• _RECORDS TO USE_
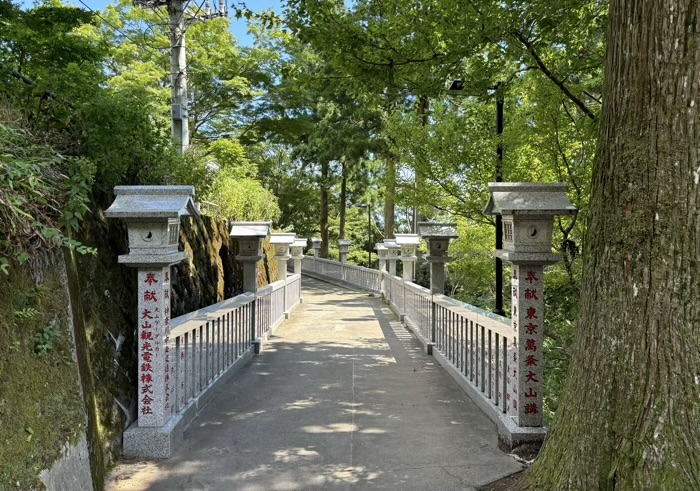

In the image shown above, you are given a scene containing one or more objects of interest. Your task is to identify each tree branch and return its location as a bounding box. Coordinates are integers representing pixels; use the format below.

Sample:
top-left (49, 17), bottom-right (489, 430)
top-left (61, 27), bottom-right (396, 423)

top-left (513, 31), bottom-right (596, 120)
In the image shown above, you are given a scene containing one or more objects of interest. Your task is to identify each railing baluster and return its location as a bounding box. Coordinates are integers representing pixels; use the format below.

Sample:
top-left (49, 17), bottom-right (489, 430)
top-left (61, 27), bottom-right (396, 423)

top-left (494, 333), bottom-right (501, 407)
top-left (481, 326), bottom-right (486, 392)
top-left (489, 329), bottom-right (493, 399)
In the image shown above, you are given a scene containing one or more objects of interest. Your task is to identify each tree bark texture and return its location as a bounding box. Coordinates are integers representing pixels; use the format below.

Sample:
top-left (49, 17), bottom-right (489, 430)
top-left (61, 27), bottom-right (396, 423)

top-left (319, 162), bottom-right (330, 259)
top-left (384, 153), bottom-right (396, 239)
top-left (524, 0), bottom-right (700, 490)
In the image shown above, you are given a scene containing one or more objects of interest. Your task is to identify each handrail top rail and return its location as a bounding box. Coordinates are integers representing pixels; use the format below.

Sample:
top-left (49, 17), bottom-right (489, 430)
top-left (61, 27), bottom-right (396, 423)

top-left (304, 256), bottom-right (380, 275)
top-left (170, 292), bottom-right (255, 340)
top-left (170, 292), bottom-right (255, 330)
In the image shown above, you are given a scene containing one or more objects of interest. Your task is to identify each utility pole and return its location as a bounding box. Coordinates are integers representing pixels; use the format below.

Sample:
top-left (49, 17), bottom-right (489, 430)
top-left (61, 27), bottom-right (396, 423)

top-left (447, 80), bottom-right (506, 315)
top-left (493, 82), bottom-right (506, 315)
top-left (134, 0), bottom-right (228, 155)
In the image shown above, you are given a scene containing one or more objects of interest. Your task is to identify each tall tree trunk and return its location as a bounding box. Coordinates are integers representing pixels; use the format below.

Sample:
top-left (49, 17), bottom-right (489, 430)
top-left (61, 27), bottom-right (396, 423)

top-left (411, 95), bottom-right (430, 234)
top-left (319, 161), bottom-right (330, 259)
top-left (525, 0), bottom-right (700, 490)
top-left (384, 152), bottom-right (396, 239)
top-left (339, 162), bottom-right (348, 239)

• _EXERCISE DIRECTIONS_
Copy out everything from the start of the lines down to the line containing "top-left (513, 31), bottom-right (596, 120)", both ends included, shifting each pixel coordinate in the answers up by 144 and leaving every other number unchanged. Leave the pictures out.

• _OUTPUT_
In the image shown above, you are given a scene containing one or more objects of interest. Your task is to identify each tree branch and return its location as a bounding box. Coordinates are integers representing pixels; use the format below.

Sample:
top-left (49, 17), bottom-right (489, 430)
top-left (61, 27), bottom-right (396, 423)

top-left (657, 175), bottom-right (740, 264)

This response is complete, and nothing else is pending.